Problem |
Every line of the records below from the line with "of the bare" up to and including the line with "wooden plank, written" must be reproduced exactly, and no line outside that range.

Image point grounding data:
⁂

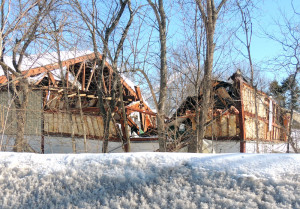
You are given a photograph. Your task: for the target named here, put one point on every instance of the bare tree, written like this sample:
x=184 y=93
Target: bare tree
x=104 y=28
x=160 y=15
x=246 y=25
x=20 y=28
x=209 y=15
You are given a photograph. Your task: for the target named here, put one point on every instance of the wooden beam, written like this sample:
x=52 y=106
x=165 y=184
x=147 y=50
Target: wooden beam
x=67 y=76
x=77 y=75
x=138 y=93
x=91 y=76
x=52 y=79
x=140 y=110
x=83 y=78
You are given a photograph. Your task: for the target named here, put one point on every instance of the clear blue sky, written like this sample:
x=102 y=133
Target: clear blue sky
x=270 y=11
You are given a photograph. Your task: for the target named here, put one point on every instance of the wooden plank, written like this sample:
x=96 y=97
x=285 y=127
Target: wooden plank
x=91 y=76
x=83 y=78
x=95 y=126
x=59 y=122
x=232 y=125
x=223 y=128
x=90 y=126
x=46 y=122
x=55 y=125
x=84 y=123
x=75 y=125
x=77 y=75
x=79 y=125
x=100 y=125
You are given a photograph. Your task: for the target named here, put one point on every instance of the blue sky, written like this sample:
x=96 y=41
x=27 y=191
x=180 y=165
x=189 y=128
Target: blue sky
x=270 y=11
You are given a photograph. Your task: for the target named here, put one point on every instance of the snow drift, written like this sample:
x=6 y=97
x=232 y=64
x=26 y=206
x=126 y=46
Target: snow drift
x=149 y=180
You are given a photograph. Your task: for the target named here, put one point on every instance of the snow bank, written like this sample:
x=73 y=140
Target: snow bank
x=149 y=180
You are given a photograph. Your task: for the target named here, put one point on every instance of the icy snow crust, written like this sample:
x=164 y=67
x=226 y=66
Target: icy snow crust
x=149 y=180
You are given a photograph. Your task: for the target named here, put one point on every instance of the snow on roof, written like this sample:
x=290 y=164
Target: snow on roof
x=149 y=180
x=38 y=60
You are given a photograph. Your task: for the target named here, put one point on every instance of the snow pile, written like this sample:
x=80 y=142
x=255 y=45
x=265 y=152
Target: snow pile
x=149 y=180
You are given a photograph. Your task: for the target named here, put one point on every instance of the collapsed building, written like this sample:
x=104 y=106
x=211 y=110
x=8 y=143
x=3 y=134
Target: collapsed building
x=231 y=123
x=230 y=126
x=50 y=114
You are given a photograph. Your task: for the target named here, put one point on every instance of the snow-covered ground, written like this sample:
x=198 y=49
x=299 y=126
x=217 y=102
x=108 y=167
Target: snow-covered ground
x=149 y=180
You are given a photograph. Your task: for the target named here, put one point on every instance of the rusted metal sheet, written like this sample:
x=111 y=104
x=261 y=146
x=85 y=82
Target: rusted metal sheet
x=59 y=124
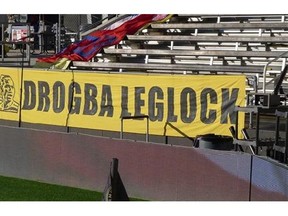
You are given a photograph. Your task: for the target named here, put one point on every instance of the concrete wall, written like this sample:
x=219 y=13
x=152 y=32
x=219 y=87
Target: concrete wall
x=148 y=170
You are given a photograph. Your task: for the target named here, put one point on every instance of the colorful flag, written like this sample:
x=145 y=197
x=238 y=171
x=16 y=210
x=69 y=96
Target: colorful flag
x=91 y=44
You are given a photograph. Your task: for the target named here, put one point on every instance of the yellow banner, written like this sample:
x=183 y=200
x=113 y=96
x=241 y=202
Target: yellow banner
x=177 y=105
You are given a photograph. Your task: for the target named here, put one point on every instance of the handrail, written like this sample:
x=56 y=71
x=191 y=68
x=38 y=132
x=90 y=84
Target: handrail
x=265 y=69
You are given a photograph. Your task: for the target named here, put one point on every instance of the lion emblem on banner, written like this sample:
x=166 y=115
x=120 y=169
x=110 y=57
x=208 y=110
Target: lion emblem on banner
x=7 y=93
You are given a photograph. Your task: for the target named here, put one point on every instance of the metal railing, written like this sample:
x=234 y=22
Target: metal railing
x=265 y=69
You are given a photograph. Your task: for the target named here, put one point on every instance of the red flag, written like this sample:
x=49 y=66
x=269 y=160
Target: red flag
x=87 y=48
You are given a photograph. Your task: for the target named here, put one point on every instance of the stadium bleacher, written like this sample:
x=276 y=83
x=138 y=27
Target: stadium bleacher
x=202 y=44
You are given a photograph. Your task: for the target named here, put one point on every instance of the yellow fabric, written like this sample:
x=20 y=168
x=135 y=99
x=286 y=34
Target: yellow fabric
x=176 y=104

⁂

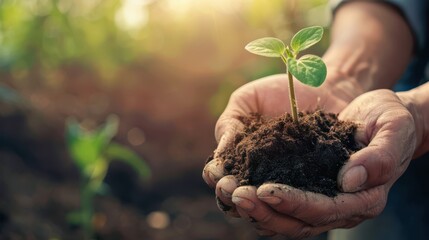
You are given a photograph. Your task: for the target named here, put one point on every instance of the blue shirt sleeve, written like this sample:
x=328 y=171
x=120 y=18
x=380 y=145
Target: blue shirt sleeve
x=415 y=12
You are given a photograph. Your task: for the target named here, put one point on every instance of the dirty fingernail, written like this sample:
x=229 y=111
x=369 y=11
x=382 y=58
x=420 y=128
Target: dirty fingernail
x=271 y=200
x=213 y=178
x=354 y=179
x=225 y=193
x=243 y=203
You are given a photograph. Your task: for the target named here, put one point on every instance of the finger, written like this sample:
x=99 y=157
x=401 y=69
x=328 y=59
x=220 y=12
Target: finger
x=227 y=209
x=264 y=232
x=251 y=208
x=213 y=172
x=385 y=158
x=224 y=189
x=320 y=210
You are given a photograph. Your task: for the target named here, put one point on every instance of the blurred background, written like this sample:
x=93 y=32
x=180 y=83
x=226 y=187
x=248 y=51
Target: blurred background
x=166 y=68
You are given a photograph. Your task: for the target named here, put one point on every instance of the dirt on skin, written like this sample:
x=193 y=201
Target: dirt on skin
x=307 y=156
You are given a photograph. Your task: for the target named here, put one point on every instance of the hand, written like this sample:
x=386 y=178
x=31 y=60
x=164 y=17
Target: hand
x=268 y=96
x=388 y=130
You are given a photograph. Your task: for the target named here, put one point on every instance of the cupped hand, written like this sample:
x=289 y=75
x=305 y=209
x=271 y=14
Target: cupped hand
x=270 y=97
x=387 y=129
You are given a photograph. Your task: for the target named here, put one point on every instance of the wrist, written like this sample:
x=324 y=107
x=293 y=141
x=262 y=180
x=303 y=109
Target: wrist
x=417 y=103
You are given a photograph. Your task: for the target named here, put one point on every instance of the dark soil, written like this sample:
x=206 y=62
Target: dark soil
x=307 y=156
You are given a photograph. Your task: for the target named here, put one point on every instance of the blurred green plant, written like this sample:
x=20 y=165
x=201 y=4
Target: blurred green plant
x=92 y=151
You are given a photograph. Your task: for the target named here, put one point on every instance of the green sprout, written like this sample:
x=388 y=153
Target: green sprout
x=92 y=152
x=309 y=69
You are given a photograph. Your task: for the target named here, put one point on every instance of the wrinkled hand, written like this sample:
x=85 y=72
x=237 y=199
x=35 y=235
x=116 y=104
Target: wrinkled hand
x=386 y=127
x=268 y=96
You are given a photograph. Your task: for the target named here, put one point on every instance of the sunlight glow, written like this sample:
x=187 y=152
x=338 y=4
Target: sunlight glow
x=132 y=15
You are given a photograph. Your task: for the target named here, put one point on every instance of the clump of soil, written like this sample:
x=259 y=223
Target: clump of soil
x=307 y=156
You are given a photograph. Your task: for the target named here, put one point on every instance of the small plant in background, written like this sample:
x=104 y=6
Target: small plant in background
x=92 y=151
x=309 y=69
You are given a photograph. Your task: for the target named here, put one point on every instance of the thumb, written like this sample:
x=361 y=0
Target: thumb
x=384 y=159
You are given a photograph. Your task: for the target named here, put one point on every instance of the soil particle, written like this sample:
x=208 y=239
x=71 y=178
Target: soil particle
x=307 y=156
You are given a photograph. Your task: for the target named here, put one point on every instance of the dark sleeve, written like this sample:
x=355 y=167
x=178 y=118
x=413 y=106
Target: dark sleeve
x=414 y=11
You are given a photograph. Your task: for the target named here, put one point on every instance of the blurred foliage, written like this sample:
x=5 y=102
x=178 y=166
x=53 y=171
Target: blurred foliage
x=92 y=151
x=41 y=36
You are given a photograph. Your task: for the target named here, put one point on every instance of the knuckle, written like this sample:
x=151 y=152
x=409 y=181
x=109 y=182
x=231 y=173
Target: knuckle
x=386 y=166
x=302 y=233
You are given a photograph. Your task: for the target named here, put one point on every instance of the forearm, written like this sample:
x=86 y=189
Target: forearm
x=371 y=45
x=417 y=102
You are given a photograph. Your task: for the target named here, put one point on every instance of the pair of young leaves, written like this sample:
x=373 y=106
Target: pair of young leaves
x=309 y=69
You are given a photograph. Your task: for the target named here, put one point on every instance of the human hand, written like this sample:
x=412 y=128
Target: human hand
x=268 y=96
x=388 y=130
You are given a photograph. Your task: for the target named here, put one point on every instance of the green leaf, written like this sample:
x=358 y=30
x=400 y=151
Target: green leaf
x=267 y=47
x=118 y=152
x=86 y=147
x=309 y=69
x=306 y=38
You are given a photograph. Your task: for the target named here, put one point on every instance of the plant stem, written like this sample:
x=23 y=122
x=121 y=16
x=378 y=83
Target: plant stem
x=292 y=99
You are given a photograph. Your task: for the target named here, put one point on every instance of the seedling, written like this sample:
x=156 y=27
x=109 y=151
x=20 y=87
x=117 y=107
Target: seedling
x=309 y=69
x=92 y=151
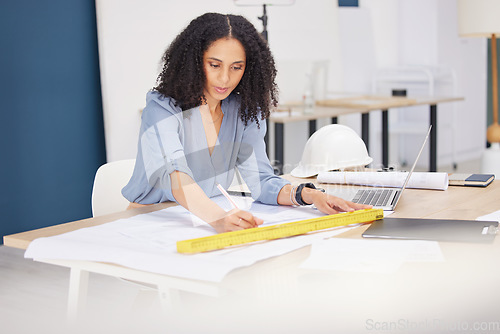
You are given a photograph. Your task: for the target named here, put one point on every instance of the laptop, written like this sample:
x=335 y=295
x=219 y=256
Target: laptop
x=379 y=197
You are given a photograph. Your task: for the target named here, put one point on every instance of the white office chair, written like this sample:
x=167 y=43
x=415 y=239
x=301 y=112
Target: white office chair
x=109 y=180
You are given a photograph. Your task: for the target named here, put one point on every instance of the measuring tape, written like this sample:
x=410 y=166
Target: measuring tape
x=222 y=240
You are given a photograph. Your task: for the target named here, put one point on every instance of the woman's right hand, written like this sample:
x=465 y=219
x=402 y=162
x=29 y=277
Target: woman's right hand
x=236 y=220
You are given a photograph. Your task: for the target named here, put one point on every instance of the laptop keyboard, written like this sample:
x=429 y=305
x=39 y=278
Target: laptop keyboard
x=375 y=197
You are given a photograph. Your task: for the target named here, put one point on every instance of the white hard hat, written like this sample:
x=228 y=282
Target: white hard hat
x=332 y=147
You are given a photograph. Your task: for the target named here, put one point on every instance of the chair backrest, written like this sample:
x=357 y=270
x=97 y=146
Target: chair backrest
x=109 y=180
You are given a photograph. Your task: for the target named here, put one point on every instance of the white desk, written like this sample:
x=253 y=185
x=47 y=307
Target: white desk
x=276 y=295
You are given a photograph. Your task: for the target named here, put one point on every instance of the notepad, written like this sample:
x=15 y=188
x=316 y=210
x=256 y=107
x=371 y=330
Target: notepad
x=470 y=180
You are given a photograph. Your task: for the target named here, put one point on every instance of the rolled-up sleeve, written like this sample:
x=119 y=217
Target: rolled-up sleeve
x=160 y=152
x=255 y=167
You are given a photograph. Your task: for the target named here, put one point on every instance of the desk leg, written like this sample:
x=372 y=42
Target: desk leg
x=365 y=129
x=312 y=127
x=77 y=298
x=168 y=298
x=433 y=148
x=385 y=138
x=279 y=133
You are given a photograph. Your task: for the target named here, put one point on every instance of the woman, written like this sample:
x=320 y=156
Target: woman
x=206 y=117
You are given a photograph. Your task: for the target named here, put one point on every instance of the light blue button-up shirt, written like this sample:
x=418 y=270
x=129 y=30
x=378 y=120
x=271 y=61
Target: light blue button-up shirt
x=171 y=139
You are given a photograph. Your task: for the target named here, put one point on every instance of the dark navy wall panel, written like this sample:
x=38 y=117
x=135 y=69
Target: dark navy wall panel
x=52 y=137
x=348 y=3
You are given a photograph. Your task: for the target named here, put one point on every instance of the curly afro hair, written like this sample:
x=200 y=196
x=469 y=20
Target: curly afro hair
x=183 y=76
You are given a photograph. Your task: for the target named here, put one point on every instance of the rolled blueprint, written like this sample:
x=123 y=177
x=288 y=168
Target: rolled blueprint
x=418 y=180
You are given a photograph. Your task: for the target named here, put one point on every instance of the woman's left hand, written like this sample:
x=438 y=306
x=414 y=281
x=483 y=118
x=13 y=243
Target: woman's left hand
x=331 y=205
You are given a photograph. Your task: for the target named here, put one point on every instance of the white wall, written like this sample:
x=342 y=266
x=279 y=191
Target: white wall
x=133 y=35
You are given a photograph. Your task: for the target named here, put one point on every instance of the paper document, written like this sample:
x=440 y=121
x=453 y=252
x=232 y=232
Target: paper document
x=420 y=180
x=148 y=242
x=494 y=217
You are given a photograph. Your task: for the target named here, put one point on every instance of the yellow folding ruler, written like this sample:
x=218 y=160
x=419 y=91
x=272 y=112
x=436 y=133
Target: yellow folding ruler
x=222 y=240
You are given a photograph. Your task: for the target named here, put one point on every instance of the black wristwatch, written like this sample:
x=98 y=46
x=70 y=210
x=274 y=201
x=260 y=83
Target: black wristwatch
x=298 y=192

⁂

Finished task |
You are given a photograph. Your task: for the target named here, put one point on every instance of the bare tree, written like this sample:
x=184 y=93
Target: bare tree
x=104 y=28
x=160 y=15
x=246 y=25
x=20 y=28
x=209 y=15
You are given a photograph. Your task: for the target named here, put one point on every instance of the wooden beam, written like this sample:
x=52 y=106
x=165 y=184
x=147 y=50
Target: wooden beam
x=67 y=76
x=77 y=75
x=138 y=93
x=91 y=76
x=52 y=79
x=140 y=110
x=83 y=78
You are given a photograph. Your task: for the target named here, put one point on every instance of the clear blue sky, written like this sample:
x=102 y=133
Target: clear blue sky
x=270 y=11
You are given a photograph. Your task: for the target named here, put one point on every instance of the wooden plank, written like this sample:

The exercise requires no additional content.